-- Start TASK INPUTS --

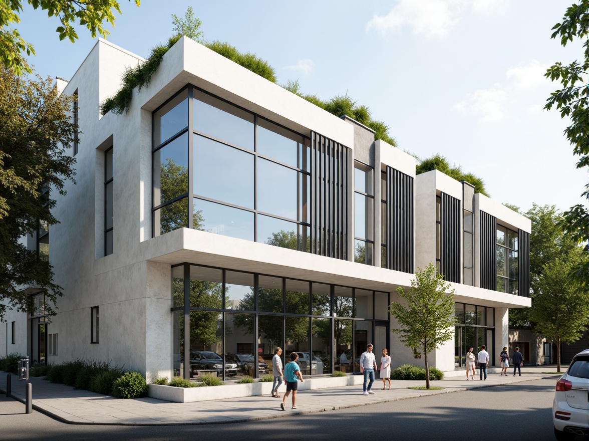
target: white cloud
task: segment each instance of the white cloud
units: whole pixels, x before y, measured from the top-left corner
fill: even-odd
[[[366,25],[385,35],[408,27],[413,34],[428,38],[445,37],[460,21],[469,8],[488,13],[502,7],[508,0],[399,0],[386,15],[374,14]]]
[[[308,58],[305,58],[305,60],[299,60],[297,61],[296,64],[293,65],[292,66],[285,66],[284,67],[286,70],[292,70],[298,72],[302,72],[305,75],[310,74],[315,67],[315,63],[313,62],[312,60],[309,60]]]
[[[468,94],[454,107],[465,113],[475,113],[480,116],[481,121],[494,122],[503,119],[507,99],[507,93],[498,84]]]
[[[454,108],[487,123],[501,121],[508,110],[537,113],[544,106],[542,100],[538,101],[538,97],[542,96],[538,89],[550,87],[550,80],[543,76],[547,67],[535,60],[509,67],[505,81],[466,94]]]
[[[551,84],[550,80],[544,77],[548,65],[541,65],[535,60],[527,64],[520,63],[515,67],[510,67],[505,75],[508,81],[515,85],[525,89],[534,88],[539,85]]]

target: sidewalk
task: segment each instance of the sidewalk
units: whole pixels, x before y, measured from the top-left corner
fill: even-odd
[[[512,371],[506,377],[497,373],[481,381],[467,381],[465,373],[459,376],[432,381],[431,386],[444,387],[442,390],[416,390],[411,386],[425,386],[424,381],[391,380],[389,390],[381,390],[382,382],[375,381],[374,395],[362,394],[362,387],[346,386],[337,389],[300,391],[297,395],[296,410],[290,409],[290,397],[286,410],[281,411],[282,399],[269,396],[197,403],[171,403],[153,398],[122,400],[86,390],[76,390],[64,384],[49,383],[41,378],[31,378],[33,409],[40,410],[64,422],[72,424],[117,425],[170,425],[216,424],[279,418],[289,415],[315,413],[366,406],[408,398],[436,395],[458,391],[489,387],[500,384],[520,383],[554,376],[543,372],[555,371],[554,367],[526,367],[521,377],[514,377]],[[509,370],[511,370],[511,369]],[[477,372],[477,374],[478,372]],[[0,377],[0,390],[5,393],[6,373]],[[25,383],[12,376],[12,396],[24,402]],[[555,384],[556,379],[555,378]],[[219,386],[221,387],[221,386]],[[284,386],[279,389],[282,396]],[[22,412],[25,406],[22,405]]]

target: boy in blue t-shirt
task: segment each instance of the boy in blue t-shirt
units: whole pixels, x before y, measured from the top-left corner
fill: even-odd
[[[300,373],[300,368],[297,364],[296,361],[299,360],[299,354],[296,352],[290,353],[290,360],[292,361],[284,366],[284,380],[286,383],[286,393],[282,397],[282,403],[280,403],[280,410],[284,410],[284,403],[292,390],[293,392],[293,409],[296,409],[296,391],[297,389],[297,380],[300,380],[303,382],[303,375]]]

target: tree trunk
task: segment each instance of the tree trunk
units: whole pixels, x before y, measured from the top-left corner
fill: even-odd
[[[423,345],[423,360],[425,361],[425,389],[429,389],[429,366],[428,366],[428,347]]]
[[[560,338],[556,339],[556,371],[560,372]]]

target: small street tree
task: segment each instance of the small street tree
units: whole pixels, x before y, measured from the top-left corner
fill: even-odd
[[[0,321],[8,310],[34,312],[23,285],[39,288],[49,315],[62,295],[49,262],[19,238],[58,222],[54,196],[75,173],[63,147],[77,136],[72,103],[51,78],[22,78],[0,64]]]
[[[412,349],[423,354],[425,363],[425,387],[429,389],[428,353],[439,348],[454,335],[454,290],[446,292],[449,284],[436,271],[432,264],[422,271],[418,268],[411,288],[397,288],[406,306],[393,302],[389,310],[400,328],[392,330],[399,340]]]
[[[589,298],[570,275],[583,253],[577,248],[545,265],[532,295],[530,320],[536,332],[556,344],[558,372],[561,343],[576,341],[589,323]]]

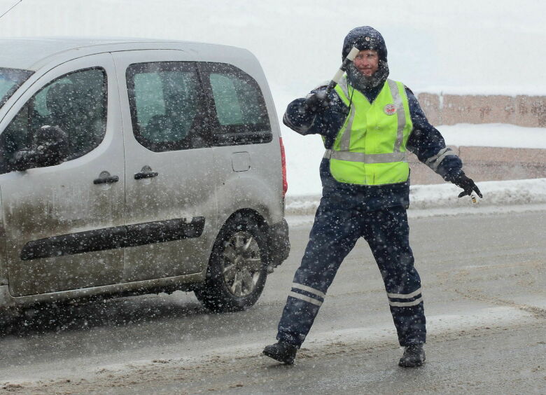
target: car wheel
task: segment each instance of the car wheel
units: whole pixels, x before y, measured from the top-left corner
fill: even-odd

-- End TASK INPUTS --

INSTRUCTION:
Can you copy out the lines from the one containing "target: small street tree" through the end of the records, both ends included, and leave the pictures out of your answer?

EXERCISE ANSWER:
target: small street tree
task: segment each instance of the small street tree
units: whole pixels, x before y, measured from the top-left corner
fill: even-odd
[[[0,321],[8,310],[34,312],[23,285],[39,288],[49,315],[62,295],[49,262],[19,238],[58,222],[54,196],[75,173],[63,147],[77,136],[72,103],[51,78],[22,78],[0,64]]]
[[[412,349],[423,354],[425,363],[425,387],[429,389],[428,353],[439,348],[454,335],[454,290],[446,292],[449,284],[436,271],[432,264],[422,271],[418,268],[411,288],[397,288],[406,306],[393,302],[389,310],[400,328],[392,330],[399,340]]]
[[[589,298],[570,275],[583,253],[577,248],[545,265],[532,295],[530,320],[536,332],[556,344],[558,372],[561,343],[576,341],[589,323]]]

target: car wheel
task: segment each instance of the car wheel
units: whole pixels, x before y, measured from the top-left corner
fill: even-odd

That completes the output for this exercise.